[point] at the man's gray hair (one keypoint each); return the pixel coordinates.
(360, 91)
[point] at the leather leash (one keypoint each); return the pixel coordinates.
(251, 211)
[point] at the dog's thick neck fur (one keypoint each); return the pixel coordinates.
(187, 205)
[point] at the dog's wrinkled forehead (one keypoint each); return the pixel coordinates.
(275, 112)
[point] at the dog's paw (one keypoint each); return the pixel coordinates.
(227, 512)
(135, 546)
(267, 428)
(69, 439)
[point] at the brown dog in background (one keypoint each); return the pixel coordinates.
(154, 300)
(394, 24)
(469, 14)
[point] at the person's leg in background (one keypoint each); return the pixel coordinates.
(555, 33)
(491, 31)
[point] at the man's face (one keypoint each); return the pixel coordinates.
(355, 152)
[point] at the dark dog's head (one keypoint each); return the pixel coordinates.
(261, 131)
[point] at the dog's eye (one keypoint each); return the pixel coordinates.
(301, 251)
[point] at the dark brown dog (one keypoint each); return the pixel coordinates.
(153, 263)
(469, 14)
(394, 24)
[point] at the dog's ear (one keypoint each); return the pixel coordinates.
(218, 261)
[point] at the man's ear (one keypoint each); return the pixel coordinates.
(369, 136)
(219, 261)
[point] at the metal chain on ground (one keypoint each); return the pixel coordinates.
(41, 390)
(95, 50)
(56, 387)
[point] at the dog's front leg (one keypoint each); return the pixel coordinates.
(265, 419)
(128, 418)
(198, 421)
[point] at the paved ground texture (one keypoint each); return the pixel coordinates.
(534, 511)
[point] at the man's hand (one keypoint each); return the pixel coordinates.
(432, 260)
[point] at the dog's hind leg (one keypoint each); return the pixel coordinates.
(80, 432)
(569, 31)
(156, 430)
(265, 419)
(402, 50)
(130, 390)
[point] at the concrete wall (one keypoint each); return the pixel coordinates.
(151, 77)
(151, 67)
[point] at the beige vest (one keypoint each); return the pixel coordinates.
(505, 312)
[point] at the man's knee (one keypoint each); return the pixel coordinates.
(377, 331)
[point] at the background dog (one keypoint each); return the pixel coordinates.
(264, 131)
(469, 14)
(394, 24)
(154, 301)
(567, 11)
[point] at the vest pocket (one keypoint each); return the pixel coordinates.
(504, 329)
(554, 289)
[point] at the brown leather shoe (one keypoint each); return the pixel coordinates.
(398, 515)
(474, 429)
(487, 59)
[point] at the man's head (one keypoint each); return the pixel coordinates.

◆ Written task
Would you give the material above again, complete and exact?

◆ Correct answer
[point] at the man's gray hair (one keypoint each); return the pixel coordinates.
(360, 91)
[point] at the leather leash (one keypoint each); return the pixel coordinates.
(251, 211)
[point] at the dog's thick neck fur (one keypoint each); return the pixel coordinates.
(187, 205)
[point] at the dog's wrinkled forehead (one keypoint each); return the pixel coordinates.
(275, 112)
[point] at the dog's paw (one keypoint each); return the pixel coordinates.
(227, 512)
(135, 546)
(267, 428)
(69, 439)
[point] at the brown dog in background (one keypoint each); return the pixel coordinates.
(154, 300)
(394, 24)
(469, 14)
[point] at the person's leg in background (one keypoint each); return the pixel coordinates.
(555, 33)
(491, 31)
[point] at the man's face (one keypoint each); return the pixel coordinates.
(355, 152)
[point] at the dark dog's head (one keypoint each); return the pixel coordinates.
(261, 131)
[point] at the dog's eye (one keypoint each); return the pixel coordinates.
(301, 251)
[point] at the dark brown dog (one keypoint each); return the pixel coordinates.
(153, 263)
(469, 14)
(394, 24)
[point] at the dog's ear (one keypoint each); return the pixel coordinates.
(218, 261)
[point] at the man's ear (one keypoint each); return the pixel coordinates.
(369, 136)
(219, 261)
[point] at the metal chain on ground (one keypoint each); return the pixel coordinates.
(41, 390)
(95, 50)
(56, 387)
[point] at the dog's front leg (one keypoint each); return the pixel coordinates.
(265, 419)
(128, 418)
(198, 421)
[point] at the paved ground texture (one keypoint each); return the pixel coordinates.
(534, 511)
[point] at the man's hand (one keypoint each); return the pixel coordinates.
(432, 260)
[point] at the dog's hind leg (one keypoint each); return the pixel coordinates.
(80, 432)
(569, 31)
(156, 430)
(265, 419)
(402, 50)
(130, 390)
[point] at the concrete wall (one keypoint each); return the pixel coordinates.
(151, 77)
(151, 67)
[point] at the beige vest (one keypoint each); return the pixel coordinates.
(505, 312)
[point] at the man's knee (one keypoint each); return the pixel coordinates.
(377, 331)
[point] at the background dog (one keypoint each); return the pixel coordinates.
(264, 131)
(469, 14)
(394, 24)
(154, 301)
(567, 11)
[point] at the vest pocket (one keypoint each); return the pixel coordinates.
(504, 329)
(554, 289)
[point] at the brown leather shoe (one keypoint each); return the pixel coordinates.
(398, 515)
(474, 429)
(487, 59)
[point] at the man's head (one keypoint each); return the pixel coordinates.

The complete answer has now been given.